**TEXT EXCERPT:**
——————————

By Xiao Li
Sophisticated RF electronic components in automobiles have resulted in much safer, efficient and connected vehicles. They have also created new challenges for RF testing and verification. In this two-part series, we will discuss the ins and outs of testing common RF automotive applications: Tire Pressure Monitoring System (TPMS), Remote Keyless Entry (RKE), Passive Keyless Entry (PKE) and Remote Start (RS). In the first part we reviewed the block diagrams and took a look at the RF physical layers of these systems. In this second part we examine test procedures for transmitters, receivers and EMI pre-compliance.
RF applications for new vehicles need a thorough checkup via testing of their transmitter and receiver systems as well as their EMI signatures. What’s at stake is more than owners’ satisfaction with their vehicles’ RF applications. Automotive manufacturers have strict regulatory and sometimes internal standards to meet. Here is an overview of the testing procedures for transmitter, receiver and EMI fields.

——————————

**COLLECTED MATERIAL:**
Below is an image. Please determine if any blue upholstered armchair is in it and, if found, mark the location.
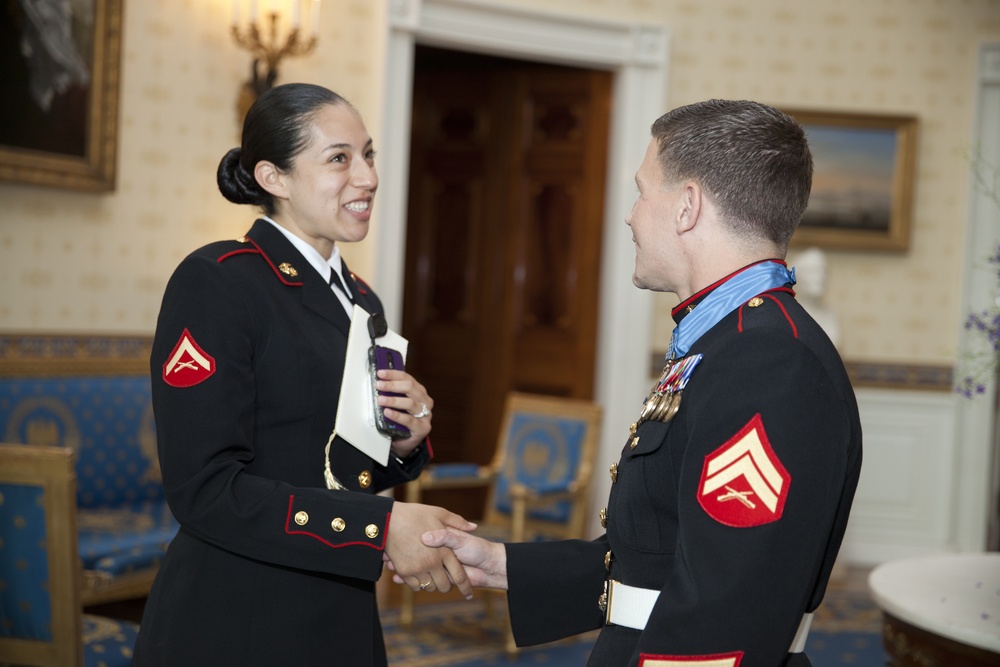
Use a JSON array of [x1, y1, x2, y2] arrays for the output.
[[0, 444, 138, 667], [400, 392, 602, 654], [0, 336, 178, 605]]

——————————

**WRITTEN REQUEST:** Can you set down, word for word, the part of the automotive RF testing article starting with "RF applications for" and going on through "and EMI fields."?

**CORRECT OUTPUT:**
RF applications for new vehicles need a thorough checkup via testing of their transmitter and receiver systems as well as their EMI signatures. What’s at stake is more than owners’ satisfaction with their vehicles’ RF applications. Automotive manufacturers have strict regulatory and sometimes internal standards to meet. Here is an overview of the testing procedures for transmitter, receiver and EMI fields.